Task instructions:
For every line of the records below that holds "orange", add one. Give only the final total.

[Saved entries]
○ ○ ○ ○ ○

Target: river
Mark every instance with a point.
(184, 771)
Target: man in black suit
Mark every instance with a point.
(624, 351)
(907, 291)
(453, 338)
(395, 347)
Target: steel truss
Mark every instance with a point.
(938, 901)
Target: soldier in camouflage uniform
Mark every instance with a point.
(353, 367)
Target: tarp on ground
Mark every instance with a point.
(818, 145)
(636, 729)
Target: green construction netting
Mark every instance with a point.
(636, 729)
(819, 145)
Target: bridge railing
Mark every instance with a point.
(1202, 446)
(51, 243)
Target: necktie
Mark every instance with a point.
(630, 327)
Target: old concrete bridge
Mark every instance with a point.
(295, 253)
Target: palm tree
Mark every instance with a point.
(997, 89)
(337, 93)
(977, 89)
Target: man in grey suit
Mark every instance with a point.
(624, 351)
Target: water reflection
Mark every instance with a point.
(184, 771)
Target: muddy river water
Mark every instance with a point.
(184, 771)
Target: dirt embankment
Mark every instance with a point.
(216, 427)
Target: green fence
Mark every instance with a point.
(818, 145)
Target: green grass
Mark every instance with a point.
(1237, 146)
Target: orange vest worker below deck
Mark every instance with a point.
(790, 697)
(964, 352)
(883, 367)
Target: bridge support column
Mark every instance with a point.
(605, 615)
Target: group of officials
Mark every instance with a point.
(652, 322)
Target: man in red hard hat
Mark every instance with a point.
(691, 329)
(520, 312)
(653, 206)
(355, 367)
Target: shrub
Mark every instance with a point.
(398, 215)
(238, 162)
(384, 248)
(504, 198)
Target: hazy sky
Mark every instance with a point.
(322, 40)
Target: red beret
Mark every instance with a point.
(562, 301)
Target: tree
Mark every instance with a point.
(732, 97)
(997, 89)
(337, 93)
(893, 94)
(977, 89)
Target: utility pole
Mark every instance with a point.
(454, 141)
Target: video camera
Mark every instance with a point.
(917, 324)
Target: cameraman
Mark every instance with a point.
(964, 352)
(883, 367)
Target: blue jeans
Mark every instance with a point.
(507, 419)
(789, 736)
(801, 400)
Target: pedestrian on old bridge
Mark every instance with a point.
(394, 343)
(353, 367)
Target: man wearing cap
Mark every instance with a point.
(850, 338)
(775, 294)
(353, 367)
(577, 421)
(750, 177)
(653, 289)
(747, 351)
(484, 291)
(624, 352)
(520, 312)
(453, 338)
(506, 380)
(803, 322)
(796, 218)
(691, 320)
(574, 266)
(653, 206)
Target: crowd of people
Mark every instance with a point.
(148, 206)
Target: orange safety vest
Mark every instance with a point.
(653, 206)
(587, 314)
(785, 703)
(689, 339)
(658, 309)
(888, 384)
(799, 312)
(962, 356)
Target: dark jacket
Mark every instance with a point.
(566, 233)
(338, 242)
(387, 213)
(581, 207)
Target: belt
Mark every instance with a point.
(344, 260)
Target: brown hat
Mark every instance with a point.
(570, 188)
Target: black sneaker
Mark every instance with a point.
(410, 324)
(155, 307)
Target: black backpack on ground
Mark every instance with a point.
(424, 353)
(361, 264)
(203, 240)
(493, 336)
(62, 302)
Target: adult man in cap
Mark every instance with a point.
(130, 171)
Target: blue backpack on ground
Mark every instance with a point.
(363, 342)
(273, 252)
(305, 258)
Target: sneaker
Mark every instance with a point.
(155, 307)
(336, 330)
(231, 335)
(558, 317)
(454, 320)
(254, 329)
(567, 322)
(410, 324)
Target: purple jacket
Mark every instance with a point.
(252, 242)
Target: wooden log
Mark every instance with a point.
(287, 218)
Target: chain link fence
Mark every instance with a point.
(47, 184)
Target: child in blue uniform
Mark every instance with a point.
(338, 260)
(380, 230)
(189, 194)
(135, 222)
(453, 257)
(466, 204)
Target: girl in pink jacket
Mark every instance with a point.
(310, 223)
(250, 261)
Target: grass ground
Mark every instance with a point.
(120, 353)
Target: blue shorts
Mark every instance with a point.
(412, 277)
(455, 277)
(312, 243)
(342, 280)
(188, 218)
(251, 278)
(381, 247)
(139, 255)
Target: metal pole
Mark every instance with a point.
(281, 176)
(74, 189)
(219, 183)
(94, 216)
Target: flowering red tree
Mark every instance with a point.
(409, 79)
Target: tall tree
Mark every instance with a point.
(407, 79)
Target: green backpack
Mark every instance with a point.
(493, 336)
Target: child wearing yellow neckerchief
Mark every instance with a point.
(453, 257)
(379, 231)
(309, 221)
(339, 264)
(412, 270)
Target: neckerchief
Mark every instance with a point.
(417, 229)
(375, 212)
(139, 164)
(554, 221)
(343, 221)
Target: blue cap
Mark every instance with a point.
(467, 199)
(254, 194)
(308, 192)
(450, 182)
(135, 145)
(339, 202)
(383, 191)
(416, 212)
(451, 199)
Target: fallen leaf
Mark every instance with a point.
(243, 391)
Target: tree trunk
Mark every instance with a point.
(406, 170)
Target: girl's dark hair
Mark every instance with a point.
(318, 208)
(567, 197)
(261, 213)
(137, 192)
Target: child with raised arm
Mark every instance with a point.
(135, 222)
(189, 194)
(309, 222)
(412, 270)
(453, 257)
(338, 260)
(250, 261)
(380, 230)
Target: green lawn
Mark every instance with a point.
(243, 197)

○ ○ ○ ○ ○

Expected answer:
2